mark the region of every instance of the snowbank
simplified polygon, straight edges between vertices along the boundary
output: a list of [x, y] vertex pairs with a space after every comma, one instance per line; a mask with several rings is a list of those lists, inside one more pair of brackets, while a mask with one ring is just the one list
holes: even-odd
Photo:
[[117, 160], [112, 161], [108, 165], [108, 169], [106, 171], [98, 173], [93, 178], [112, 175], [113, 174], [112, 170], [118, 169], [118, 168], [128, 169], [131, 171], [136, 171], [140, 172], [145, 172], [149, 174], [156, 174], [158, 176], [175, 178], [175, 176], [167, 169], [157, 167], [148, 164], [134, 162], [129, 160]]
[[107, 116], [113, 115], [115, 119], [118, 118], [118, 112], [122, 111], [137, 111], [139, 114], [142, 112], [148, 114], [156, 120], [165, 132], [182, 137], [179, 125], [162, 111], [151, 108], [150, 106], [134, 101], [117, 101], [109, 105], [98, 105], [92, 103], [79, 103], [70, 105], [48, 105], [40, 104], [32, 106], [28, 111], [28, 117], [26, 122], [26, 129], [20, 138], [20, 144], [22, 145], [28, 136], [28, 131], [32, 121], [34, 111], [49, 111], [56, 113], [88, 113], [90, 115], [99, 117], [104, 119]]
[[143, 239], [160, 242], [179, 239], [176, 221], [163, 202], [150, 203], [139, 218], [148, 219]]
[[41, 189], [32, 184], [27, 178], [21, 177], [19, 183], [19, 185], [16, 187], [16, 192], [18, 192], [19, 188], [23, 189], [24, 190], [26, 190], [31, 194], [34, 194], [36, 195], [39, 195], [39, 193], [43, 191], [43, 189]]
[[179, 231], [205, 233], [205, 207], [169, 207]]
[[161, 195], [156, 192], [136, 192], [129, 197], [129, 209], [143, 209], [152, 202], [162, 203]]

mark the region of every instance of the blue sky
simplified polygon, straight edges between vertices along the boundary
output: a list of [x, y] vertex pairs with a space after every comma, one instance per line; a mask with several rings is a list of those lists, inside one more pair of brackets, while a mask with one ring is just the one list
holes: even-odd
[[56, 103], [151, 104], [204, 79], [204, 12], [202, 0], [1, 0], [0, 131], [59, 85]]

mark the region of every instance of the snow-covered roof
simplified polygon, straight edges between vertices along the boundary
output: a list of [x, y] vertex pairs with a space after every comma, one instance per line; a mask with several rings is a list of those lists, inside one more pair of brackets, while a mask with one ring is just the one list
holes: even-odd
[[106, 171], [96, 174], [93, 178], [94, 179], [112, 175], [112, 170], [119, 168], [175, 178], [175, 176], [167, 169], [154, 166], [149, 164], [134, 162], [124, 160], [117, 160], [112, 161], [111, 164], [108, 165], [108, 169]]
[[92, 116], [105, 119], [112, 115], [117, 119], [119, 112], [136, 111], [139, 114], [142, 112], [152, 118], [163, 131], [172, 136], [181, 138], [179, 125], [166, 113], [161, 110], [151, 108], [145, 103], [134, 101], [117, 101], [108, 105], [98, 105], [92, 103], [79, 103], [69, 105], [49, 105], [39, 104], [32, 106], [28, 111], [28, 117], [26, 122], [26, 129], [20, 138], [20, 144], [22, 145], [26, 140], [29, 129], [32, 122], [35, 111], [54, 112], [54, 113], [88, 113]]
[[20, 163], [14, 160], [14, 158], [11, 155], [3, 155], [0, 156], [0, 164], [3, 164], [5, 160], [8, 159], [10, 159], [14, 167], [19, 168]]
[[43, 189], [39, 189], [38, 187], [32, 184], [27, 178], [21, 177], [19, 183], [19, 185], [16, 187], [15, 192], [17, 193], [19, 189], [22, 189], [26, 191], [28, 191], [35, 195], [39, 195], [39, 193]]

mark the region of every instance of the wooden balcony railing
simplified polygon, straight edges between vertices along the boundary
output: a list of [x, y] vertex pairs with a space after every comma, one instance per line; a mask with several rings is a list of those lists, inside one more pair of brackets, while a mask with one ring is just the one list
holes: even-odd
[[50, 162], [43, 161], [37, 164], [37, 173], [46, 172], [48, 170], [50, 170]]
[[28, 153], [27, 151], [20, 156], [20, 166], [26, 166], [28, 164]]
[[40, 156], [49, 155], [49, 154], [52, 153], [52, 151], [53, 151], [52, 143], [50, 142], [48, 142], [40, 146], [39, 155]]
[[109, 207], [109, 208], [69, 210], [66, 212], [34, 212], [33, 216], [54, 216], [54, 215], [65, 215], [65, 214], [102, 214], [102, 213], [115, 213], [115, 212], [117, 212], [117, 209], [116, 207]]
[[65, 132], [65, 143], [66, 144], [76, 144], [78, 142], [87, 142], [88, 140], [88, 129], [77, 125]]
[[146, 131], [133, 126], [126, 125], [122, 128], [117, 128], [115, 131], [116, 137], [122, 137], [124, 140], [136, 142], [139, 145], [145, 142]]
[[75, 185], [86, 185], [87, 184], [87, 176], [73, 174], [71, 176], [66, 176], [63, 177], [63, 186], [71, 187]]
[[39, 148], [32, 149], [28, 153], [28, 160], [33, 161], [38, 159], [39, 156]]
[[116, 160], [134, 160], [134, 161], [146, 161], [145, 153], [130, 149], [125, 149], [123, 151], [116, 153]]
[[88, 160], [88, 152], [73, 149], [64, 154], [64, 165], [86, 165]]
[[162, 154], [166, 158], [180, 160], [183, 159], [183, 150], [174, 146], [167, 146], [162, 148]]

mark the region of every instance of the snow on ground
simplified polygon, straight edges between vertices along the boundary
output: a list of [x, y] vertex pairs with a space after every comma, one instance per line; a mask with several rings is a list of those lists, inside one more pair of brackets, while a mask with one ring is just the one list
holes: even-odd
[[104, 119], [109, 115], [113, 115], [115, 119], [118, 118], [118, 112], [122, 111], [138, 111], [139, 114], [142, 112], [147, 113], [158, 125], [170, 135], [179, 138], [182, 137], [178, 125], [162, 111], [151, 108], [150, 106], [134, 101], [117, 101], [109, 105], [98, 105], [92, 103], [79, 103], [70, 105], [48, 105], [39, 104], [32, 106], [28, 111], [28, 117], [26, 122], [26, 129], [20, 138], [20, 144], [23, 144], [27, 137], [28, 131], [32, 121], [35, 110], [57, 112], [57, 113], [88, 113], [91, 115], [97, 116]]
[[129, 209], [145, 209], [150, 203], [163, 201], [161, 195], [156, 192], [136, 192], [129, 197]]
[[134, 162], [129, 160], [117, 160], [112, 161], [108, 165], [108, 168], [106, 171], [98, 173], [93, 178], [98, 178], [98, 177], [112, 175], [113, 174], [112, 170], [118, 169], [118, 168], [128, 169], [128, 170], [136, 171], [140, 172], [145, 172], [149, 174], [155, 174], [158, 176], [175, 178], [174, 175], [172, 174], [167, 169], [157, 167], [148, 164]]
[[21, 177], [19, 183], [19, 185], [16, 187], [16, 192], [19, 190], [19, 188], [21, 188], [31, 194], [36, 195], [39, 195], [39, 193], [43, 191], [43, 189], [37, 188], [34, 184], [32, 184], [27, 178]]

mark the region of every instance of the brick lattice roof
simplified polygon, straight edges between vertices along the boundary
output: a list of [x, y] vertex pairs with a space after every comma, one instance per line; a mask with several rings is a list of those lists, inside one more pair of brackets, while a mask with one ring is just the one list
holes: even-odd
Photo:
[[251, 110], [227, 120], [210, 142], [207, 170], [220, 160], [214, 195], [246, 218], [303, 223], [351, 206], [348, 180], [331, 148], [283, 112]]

● ● ● ●

• **DIRECTIONS**
Rewrite all of the rows above, changing "simplified polygon" to "approximate polygon" wherever it occurs and leaving everything else untouched.

• **TASK ANSWER**
mark the region of every instance of the snowbank
approximate polygon, straight edges between vertices along the boundary
output: a list of [x, y] vertex pairs with a space after every comma, one instance per line; a mask with several rings is a list of those lists, inside one more pair of brackets, while a mask with one ring is just the one list
holes: even-odd
Photo:
[[117, 160], [112, 161], [108, 165], [108, 169], [106, 171], [98, 173], [93, 178], [112, 175], [113, 174], [112, 170], [118, 169], [118, 168], [128, 169], [131, 171], [136, 171], [140, 172], [145, 172], [149, 174], [156, 174], [158, 176], [175, 178], [175, 176], [167, 169], [157, 167], [148, 164], [134, 162], [129, 160]]
[[107, 116], [113, 115], [115, 119], [118, 118], [118, 112], [122, 111], [137, 111], [139, 114], [142, 112], [148, 114], [156, 120], [165, 132], [182, 137], [179, 125], [162, 111], [151, 108], [150, 106], [134, 101], [117, 101], [109, 105], [98, 105], [92, 103], [79, 103], [70, 105], [48, 105], [40, 104], [32, 106], [28, 111], [28, 117], [26, 122], [26, 129], [20, 138], [20, 144], [22, 145], [28, 136], [28, 131], [32, 121], [34, 111], [49, 111], [56, 113], [88, 113], [90, 115], [99, 117], [104, 119]]
[[143, 239], [160, 242], [179, 239], [176, 221], [163, 202], [150, 203], [139, 218], [148, 219]]
[[41, 189], [32, 184], [27, 178], [21, 177], [19, 183], [19, 185], [16, 187], [16, 192], [18, 192], [19, 188], [23, 189], [24, 190], [26, 190], [31, 194], [34, 194], [36, 195], [39, 195], [39, 193], [43, 191], [43, 189]]
[[179, 231], [205, 233], [205, 207], [169, 207]]
[[161, 195], [156, 192], [136, 192], [129, 197], [129, 209], [143, 209], [152, 202], [162, 203]]

mark the region of every instance of the blue sky
approximate polygon, straight edges between vertices along the boundary
output: a list of [x, y] vertex pairs with a space after every comma, one instance per line; a mask with several rings is a list of those lists, inside one more pair of brackets, while a mask with one ring is just the one list
holes: even-odd
[[56, 103], [151, 104], [204, 79], [204, 12], [202, 0], [1, 0], [0, 131], [59, 85]]

mark the region of every instance of the snow-covered roof
approximate polygon, straight edges between vertices along the boundary
output: a list of [x, y] vertex pairs with a space after every comma, one instance per line; a mask with several rings is a list of those lists, inside one more pair of brackets, while a mask with one ring is just the one list
holes: even-odd
[[106, 171], [96, 174], [93, 178], [94, 179], [112, 175], [112, 170], [119, 168], [175, 178], [175, 176], [167, 169], [154, 166], [149, 164], [134, 162], [124, 160], [117, 160], [112, 161], [111, 164], [108, 165], [108, 169]]
[[92, 116], [105, 119], [112, 115], [117, 119], [119, 112], [136, 111], [139, 114], [142, 112], [152, 118], [163, 131], [172, 136], [181, 138], [179, 125], [166, 113], [161, 110], [151, 108], [145, 103], [134, 101], [117, 101], [108, 105], [98, 105], [92, 103], [79, 103], [69, 105], [49, 105], [39, 104], [32, 106], [28, 111], [28, 117], [26, 122], [26, 129], [20, 138], [20, 144], [22, 145], [26, 140], [29, 129], [32, 122], [35, 111], [54, 112], [54, 113], [88, 113]]
[[20, 163], [14, 160], [14, 158], [11, 155], [3, 155], [0, 156], [0, 164], [3, 164], [5, 160], [8, 159], [10, 159], [14, 167], [19, 168]]
[[43, 189], [39, 189], [38, 187], [32, 184], [27, 178], [21, 177], [19, 183], [19, 185], [16, 187], [15, 192], [17, 193], [19, 189], [22, 189], [26, 191], [28, 191], [35, 195], [39, 195], [39, 193]]

mark the region of every instance of the wooden balcony railing
approximate polygon, straight edges between vertices along the boundary
output: a list of [x, y] vertex pairs with a space after every comma, one instance per line; a mask with several rings is a list of those lists, inside one more pair of brackets, while a mask with one ring is just the one list
holes: even-odd
[[50, 162], [43, 161], [37, 164], [37, 173], [46, 172], [48, 170], [50, 170]]
[[28, 153], [27, 151], [20, 156], [20, 166], [26, 166], [28, 164]]
[[40, 156], [49, 155], [49, 154], [52, 153], [52, 151], [53, 151], [52, 143], [50, 142], [48, 142], [40, 146], [39, 155]]
[[109, 207], [109, 208], [69, 210], [66, 212], [34, 212], [33, 216], [54, 216], [54, 215], [65, 215], [65, 214], [102, 214], [102, 213], [115, 213], [115, 212], [117, 212], [117, 209], [116, 207]]
[[65, 132], [65, 143], [66, 144], [76, 144], [78, 142], [87, 142], [88, 140], [88, 129], [77, 125]]
[[146, 131], [133, 126], [126, 125], [122, 128], [117, 128], [115, 131], [116, 137], [122, 137], [124, 140], [136, 142], [139, 145], [145, 142]]
[[75, 185], [86, 185], [87, 184], [87, 176], [73, 174], [71, 176], [66, 176], [63, 177], [63, 186], [71, 187]]
[[39, 148], [32, 149], [28, 153], [28, 160], [33, 161], [38, 159], [39, 156]]
[[116, 160], [134, 160], [134, 161], [146, 161], [145, 153], [130, 149], [125, 149], [123, 151], [116, 153]]
[[88, 160], [88, 152], [73, 149], [64, 154], [64, 165], [86, 165]]
[[162, 154], [166, 158], [180, 160], [183, 159], [183, 150], [174, 146], [167, 146], [162, 148]]

mark the region of every instance of the snow on ground
approximate polygon, straight edges between vertices along the boundary
output: a list of [x, y] vertex pairs with a space after every comma, one instance per line; a mask with several rings is a list of those lists, inside one more pair of brackets, while a mask with one ring is just the one list
holes: even-odd
[[104, 119], [109, 115], [113, 115], [115, 119], [118, 118], [118, 112], [122, 111], [138, 111], [139, 114], [142, 112], [147, 113], [158, 125], [170, 135], [179, 138], [182, 137], [178, 125], [162, 111], [151, 108], [150, 106], [134, 101], [117, 101], [109, 105], [98, 105], [92, 103], [79, 103], [70, 105], [48, 105], [39, 104], [32, 106], [28, 111], [28, 117], [26, 122], [26, 129], [20, 138], [20, 144], [23, 144], [27, 137], [28, 131], [32, 121], [35, 110], [57, 112], [57, 113], [88, 113], [91, 115], [97, 116]]
[[129, 209], [145, 209], [150, 203], [163, 201], [161, 195], [156, 192], [136, 192], [129, 197]]
[[134, 162], [129, 160], [117, 160], [112, 161], [108, 165], [108, 168], [106, 171], [98, 173], [93, 178], [98, 178], [98, 177], [112, 175], [113, 174], [112, 170], [118, 169], [118, 168], [128, 169], [128, 170], [136, 171], [140, 172], [145, 172], [149, 174], [155, 174], [158, 176], [175, 178], [174, 175], [172, 174], [167, 169], [157, 167], [148, 164]]
[[21, 177], [19, 183], [19, 185], [16, 187], [16, 192], [19, 190], [19, 188], [21, 188], [31, 194], [36, 195], [39, 195], [39, 193], [43, 191], [43, 189], [37, 188], [34, 184], [32, 184], [27, 178]]

mark the region of every instance of the brick lattice roof
approximate polygon, straight edges between vertices along the boundary
output: a list of [x, y] vertex pairs with a space after every comma, one instance per line; a mask with several rings is a list of those lists, inside one more pair of brackets, while a mask with one ring is just the one list
holes: even-odd
Photo:
[[251, 110], [227, 120], [210, 142], [207, 170], [220, 160], [214, 195], [246, 218], [303, 223], [351, 206], [348, 180], [331, 148], [283, 112]]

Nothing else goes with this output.